* [What is being asked] Copy the lines below exactly, starting at the line that contains "stall, giving x and y for each instance?" and stopping after the last line, and include no other lines.

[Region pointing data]
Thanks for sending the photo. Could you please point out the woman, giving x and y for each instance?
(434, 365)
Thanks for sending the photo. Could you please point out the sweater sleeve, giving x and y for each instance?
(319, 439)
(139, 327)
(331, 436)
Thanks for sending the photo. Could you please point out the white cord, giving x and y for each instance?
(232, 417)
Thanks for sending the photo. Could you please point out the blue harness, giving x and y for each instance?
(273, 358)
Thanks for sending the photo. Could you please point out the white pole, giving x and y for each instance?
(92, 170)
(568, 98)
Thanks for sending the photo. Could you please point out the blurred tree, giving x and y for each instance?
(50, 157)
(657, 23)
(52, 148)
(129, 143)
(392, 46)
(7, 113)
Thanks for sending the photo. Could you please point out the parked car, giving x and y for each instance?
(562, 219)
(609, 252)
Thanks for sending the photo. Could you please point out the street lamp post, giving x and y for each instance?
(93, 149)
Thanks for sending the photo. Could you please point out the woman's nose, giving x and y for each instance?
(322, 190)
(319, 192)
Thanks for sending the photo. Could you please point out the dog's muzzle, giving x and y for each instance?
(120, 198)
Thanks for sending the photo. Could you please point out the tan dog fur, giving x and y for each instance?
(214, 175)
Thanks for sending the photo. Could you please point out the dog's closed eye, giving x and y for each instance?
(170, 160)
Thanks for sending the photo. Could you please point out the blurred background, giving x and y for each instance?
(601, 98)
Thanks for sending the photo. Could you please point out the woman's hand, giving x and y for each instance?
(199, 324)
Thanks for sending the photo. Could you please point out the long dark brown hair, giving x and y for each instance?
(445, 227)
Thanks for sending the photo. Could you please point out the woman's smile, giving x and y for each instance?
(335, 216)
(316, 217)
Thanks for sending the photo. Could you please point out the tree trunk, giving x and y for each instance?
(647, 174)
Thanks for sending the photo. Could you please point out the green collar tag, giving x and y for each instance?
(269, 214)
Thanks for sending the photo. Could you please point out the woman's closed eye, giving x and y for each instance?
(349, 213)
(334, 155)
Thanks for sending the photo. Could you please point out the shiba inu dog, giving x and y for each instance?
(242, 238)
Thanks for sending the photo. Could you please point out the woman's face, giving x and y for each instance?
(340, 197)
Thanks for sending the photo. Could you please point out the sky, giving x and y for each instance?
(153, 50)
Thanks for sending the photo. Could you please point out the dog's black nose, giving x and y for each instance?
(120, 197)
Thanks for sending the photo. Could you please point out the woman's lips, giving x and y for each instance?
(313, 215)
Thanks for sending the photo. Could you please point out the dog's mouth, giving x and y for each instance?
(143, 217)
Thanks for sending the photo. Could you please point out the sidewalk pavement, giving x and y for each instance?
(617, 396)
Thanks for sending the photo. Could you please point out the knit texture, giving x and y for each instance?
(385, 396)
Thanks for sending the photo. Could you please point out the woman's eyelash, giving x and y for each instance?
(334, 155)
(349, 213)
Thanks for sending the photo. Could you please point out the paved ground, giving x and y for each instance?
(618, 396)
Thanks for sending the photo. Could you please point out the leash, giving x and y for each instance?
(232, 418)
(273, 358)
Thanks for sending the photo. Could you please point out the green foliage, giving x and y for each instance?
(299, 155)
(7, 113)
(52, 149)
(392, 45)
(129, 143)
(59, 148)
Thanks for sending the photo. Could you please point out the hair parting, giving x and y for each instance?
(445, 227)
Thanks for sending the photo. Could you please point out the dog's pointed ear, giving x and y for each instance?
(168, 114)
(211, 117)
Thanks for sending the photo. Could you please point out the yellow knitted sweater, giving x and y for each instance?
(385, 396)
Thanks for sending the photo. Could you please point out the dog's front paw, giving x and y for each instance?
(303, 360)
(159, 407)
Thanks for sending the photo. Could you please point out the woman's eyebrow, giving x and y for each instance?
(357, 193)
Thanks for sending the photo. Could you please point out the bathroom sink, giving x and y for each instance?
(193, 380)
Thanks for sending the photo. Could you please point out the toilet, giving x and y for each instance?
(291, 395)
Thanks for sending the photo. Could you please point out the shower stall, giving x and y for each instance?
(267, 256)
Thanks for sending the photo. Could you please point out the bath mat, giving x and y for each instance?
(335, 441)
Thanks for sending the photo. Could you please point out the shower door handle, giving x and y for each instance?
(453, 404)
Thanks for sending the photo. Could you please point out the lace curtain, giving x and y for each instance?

* [Result]
Thanks for sending the photo. Could you please point out the shower stall, giving x and y for each instance?
(267, 256)
Thanks for sending the photo. Could you please point out the bath mat, giving x and y for each instance?
(335, 441)
Thanks for sending the photo. Could you please point out the shower door handle, giving x and y for each instance?
(453, 404)
Thanks for sending the photo. Could you please point out the lace curtain, giving x and y for each instance?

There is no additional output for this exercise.